[DIRECTION]
Please copy out the lines below word for word, leaving out the pictures.
———
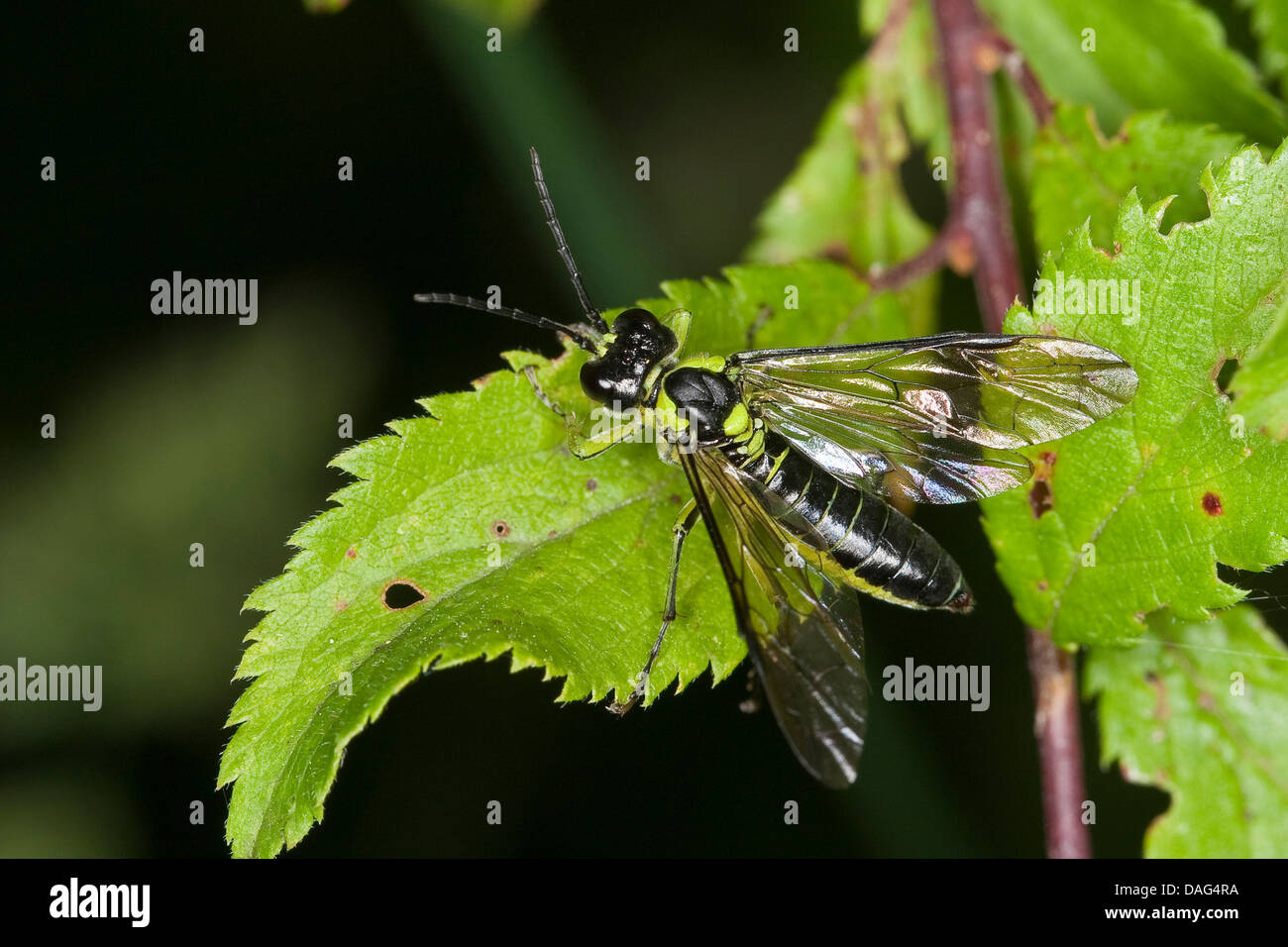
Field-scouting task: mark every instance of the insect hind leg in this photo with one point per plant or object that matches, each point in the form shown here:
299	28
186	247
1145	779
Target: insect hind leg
683	525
———
[RESPONSE]
Field-scouting task: mark every instance of the insect hind leg in this photo with one point per plant or object that matches, each point in the form shown here:
299	28
186	247
1145	779
Target: insect hind leg
683	525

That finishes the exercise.